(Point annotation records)
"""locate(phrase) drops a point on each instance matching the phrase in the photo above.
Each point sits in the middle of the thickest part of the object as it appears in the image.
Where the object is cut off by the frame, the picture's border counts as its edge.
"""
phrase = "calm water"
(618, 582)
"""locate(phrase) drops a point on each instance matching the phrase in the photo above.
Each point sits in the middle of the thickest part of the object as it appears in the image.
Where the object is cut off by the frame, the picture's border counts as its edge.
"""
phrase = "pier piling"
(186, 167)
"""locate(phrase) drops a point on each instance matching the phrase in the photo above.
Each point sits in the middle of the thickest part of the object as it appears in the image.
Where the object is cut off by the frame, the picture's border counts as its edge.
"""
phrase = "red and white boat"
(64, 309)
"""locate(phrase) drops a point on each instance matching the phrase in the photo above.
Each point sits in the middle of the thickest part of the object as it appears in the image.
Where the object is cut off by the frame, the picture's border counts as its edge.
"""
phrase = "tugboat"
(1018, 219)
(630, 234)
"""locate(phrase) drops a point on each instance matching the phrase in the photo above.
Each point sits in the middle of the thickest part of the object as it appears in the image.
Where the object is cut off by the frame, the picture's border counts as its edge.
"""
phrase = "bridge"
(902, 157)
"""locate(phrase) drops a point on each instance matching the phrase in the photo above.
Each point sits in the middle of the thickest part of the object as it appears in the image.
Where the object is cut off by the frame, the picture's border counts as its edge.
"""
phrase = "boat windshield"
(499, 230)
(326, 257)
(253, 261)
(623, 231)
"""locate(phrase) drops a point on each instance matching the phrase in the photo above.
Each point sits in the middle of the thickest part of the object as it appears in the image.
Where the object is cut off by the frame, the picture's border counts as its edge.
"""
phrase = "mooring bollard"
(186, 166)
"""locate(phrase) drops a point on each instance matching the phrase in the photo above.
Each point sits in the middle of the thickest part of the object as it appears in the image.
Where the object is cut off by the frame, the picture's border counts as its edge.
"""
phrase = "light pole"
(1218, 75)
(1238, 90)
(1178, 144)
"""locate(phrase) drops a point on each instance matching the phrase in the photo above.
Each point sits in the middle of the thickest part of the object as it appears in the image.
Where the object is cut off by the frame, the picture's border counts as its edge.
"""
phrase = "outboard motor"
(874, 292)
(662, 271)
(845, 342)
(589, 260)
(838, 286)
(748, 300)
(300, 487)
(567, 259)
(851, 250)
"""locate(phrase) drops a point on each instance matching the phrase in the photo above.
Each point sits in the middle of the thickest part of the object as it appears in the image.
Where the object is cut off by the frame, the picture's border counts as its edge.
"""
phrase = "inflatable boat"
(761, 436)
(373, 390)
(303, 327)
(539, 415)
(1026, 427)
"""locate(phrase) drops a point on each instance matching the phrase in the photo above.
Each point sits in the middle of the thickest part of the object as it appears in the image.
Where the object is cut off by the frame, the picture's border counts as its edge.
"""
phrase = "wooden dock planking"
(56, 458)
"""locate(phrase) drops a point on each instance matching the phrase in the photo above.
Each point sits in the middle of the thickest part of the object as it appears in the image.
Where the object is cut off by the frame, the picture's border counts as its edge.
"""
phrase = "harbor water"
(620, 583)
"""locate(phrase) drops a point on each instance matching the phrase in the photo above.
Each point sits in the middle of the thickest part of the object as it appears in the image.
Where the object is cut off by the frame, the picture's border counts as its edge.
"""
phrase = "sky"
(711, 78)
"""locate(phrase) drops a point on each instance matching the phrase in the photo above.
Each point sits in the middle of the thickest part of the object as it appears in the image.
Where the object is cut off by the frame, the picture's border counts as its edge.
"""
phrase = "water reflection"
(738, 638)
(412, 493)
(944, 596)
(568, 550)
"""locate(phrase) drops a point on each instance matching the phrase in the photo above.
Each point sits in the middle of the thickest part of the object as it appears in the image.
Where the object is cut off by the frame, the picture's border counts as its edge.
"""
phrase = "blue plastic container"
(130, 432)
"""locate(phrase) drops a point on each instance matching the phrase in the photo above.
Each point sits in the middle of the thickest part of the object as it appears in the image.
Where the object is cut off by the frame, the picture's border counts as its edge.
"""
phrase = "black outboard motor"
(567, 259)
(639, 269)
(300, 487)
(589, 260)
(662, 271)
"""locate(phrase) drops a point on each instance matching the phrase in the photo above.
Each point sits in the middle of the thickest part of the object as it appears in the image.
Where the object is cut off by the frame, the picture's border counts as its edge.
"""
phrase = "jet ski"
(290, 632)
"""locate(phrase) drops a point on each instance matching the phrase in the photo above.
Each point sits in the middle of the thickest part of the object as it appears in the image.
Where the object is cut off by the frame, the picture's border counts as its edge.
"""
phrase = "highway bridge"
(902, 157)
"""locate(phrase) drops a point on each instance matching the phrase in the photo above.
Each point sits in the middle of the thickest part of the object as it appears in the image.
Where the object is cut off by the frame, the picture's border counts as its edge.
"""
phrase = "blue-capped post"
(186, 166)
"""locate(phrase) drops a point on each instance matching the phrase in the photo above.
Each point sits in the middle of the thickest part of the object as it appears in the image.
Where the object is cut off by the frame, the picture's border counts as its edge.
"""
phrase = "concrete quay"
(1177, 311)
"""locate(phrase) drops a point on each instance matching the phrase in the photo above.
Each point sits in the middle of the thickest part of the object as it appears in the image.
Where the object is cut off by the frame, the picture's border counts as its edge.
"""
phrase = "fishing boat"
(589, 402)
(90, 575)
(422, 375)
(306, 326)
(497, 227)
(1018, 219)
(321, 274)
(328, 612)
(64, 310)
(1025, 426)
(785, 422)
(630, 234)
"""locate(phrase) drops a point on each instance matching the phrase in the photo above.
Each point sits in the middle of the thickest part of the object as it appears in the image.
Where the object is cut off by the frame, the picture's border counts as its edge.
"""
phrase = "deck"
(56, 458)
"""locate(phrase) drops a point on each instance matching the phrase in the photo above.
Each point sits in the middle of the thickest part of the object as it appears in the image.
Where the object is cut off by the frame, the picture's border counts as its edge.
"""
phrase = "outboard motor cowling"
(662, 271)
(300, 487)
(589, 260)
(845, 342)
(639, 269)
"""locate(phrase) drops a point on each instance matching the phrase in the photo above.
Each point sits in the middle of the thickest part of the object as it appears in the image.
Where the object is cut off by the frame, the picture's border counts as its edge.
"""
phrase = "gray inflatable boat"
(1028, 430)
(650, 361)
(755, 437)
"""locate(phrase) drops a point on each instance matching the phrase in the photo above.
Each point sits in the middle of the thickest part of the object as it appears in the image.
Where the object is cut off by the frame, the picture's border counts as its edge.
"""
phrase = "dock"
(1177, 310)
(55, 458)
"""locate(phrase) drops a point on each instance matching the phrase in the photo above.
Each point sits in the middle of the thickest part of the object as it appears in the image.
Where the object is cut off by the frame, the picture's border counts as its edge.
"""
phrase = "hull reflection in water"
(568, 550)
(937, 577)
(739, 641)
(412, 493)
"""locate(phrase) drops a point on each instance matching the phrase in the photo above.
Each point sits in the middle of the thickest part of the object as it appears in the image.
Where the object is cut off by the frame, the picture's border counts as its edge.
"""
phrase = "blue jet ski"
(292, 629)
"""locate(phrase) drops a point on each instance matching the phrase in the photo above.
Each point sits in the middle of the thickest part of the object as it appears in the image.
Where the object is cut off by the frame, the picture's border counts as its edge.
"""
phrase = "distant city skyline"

---

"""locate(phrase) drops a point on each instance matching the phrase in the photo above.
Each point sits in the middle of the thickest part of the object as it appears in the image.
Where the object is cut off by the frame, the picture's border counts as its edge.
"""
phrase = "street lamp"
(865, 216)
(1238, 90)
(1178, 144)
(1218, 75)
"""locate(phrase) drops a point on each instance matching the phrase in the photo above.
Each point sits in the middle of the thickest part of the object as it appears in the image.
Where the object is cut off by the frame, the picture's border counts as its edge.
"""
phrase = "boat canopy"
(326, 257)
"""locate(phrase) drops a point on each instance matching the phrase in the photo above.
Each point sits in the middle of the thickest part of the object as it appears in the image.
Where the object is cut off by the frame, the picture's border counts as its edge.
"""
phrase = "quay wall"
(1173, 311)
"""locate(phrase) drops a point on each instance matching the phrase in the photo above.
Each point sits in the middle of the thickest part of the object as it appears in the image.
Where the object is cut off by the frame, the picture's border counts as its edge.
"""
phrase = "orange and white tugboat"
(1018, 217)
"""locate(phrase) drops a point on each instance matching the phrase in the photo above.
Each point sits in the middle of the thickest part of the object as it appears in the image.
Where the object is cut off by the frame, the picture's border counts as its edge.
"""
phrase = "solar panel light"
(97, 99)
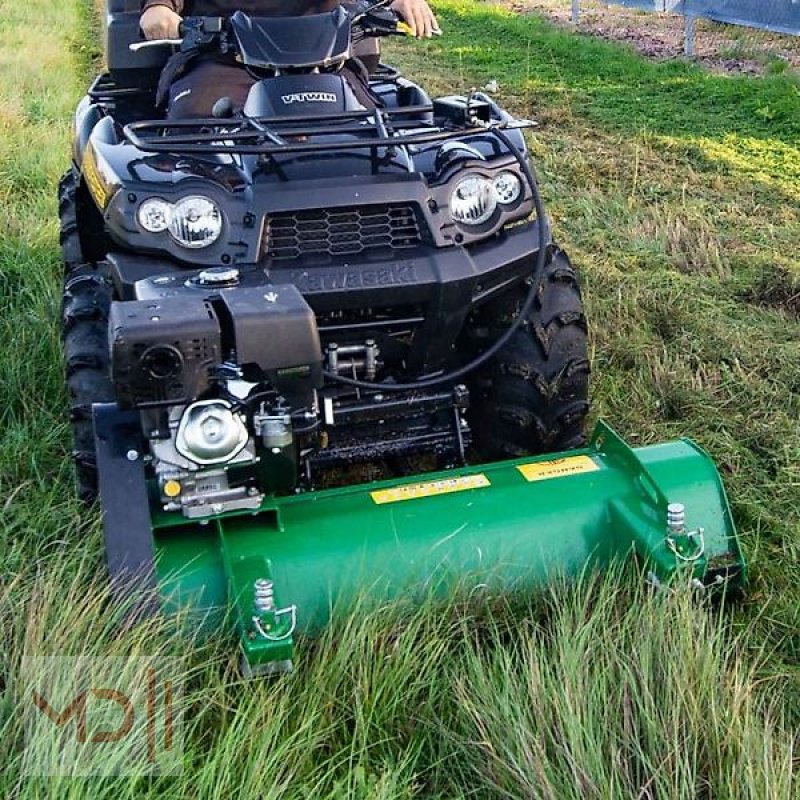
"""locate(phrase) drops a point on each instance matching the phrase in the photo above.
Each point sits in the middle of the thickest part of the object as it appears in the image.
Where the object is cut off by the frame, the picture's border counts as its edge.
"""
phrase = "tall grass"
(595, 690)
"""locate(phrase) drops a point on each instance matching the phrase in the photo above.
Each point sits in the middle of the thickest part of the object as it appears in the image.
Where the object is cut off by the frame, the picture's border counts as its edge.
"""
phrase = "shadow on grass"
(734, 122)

▸ **EXERCISE GOAL**
Extract every line of the entries above that contains the string "blue".

▸ **WORKED ANSWER**
phrase = "blue plastic container"
phrase = "blue-capped post"
phrase = "blue jet ski"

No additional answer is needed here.